● Source passage:
The danger of playing regular-season games through the end of October is, as has often been stated, that if there's a second wave, it could wipe out the postseason. The owners prefer to get the World Series completed by October 31 to mitigate this risk. The players are asking for regular season through October. The proposed expanded playoffs would then extend through the end of November, more or less.



I wonder if any consideration has been made to putting the playoff teams in a quarantine bubble for these November games, which can all be hosted at a neutral site, perhaps in Hawaii or somewhere. For half of the fourteen teams, that quarantine would only last about a week, as they'll be eliminated in the first round. Only two teams would be bubbled for the full month. I can understand why players wouldn't want to be quarantined for months at a time, but maybe agreeing to a quarantine bubble for November post-season games would alleviate some of the owners' fears.

Collection entries:
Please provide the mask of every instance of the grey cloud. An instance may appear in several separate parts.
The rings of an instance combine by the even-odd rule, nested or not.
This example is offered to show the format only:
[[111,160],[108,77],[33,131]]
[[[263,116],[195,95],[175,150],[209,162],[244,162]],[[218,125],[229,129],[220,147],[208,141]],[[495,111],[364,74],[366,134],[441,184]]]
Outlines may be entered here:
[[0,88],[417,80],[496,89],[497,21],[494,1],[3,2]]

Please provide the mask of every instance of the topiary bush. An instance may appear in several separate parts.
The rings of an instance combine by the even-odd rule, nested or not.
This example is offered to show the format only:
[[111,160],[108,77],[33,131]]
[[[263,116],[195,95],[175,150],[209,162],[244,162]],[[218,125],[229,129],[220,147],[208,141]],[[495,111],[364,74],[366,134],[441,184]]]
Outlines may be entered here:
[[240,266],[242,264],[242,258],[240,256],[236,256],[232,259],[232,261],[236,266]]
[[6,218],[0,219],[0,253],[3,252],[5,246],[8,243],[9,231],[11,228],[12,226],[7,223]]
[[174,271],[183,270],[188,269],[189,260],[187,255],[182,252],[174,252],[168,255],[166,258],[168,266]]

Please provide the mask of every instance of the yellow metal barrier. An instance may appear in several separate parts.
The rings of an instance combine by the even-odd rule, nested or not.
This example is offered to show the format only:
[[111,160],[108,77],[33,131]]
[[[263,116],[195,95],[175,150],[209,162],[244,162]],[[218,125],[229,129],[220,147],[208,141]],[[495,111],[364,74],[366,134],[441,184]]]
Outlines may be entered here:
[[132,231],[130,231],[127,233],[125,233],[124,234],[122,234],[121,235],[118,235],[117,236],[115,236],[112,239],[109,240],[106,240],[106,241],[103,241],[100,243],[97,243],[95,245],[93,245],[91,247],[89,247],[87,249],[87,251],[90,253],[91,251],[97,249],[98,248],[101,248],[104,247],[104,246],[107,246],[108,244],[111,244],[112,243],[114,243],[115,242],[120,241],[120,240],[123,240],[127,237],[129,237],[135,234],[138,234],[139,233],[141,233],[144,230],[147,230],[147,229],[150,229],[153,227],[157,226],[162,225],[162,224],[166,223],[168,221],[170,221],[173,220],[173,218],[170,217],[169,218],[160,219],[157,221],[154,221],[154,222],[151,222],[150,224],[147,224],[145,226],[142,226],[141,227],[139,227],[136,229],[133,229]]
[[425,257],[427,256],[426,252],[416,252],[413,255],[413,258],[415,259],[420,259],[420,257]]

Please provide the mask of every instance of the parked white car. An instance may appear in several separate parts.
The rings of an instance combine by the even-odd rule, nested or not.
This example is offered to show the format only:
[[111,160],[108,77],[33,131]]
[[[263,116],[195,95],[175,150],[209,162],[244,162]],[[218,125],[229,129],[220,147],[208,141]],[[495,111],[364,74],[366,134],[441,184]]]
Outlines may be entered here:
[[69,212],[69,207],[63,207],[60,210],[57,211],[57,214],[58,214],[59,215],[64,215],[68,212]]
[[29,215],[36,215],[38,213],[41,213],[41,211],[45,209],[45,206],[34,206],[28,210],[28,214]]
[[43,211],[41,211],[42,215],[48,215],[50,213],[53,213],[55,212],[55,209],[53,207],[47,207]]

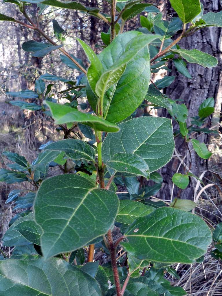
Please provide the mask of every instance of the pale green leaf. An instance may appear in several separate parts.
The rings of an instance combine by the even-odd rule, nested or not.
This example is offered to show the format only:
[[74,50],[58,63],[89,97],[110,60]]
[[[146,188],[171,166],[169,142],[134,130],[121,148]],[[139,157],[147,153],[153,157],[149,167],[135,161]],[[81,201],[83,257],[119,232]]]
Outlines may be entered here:
[[44,102],[49,107],[52,117],[58,124],[74,121],[82,123],[99,131],[115,132],[119,130],[119,128],[114,124],[111,123],[97,116],[82,113],[76,109],[64,105],[48,101],[44,101]]
[[204,67],[210,68],[216,66],[218,61],[214,57],[198,49],[172,50],[180,55],[189,63],[199,64]]
[[133,256],[170,264],[193,263],[206,252],[212,239],[199,217],[165,207],[138,218],[125,235],[129,242],[121,244]]
[[204,143],[201,143],[199,141],[195,139],[191,139],[191,141],[195,151],[200,157],[204,159],[209,158],[213,154],[210,152]]
[[75,160],[86,159],[95,162],[95,150],[87,143],[76,139],[67,139],[47,145],[45,150],[64,151],[67,157]]
[[58,258],[0,261],[1,296],[101,296],[95,280]]
[[149,179],[149,167],[143,158],[136,154],[117,153],[105,164],[114,170],[114,173],[116,176],[143,176],[147,180]]
[[111,227],[118,198],[95,186],[93,180],[72,174],[56,176],[42,183],[34,207],[36,222],[43,231],[41,246],[46,258],[83,247]]
[[189,22],[200,12],[199,0],[170,0],[171,5],[179,17],[185,23]]
[[175,146],[170,120],[138,117],[118,126],[120,131],[114,136],[108,134],[103,142],[102,153],[104,163],[117,153],[134,153],[144,160],[151,172],[171,159]]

● Work order 1:
Do these statements agree with the passage on the postseason? For each, answer yes or no and quote the deciding words of the passage.
(a) The owners want the World Series finished by October 31.
(b) The bubble idea involves sixteen playoff teams.
(c) Under the bubble idea, three teams would be bubbled for the full month.
● Work order 2: Extract the part of the passage on the postseason that begins at the words "I wonder if" and ends after "the owners' fears.".
Answer from the passage on the postseason alone.

● Exercise answer 1:
(a) Yes: "The owners prefer to get the World Series completed by October 31 to mitigate this risk."
(b) No: "For half of the fourteen teams, that quarantine would only last about a week"
(c) No: "Only two teams would be bubbled for the full month."

● Exercise answer 2:
I wonder if any consideration has been made to putting the playoff teams in a quarantine bubble for these November games, which can all be hosted at a neutral site, perhaps in Hawaii or somewhere. For half of the fourteen teams, that quarantine would only last about a week, as they'll be eliminated in the first round. Only two teams would be bubbled for the full month. I can understand why players wouldn't want to be quarantined for months at a time, but maybe agreeing to a quarantine bubble for November post-season games would alleviate some of the owners' fears.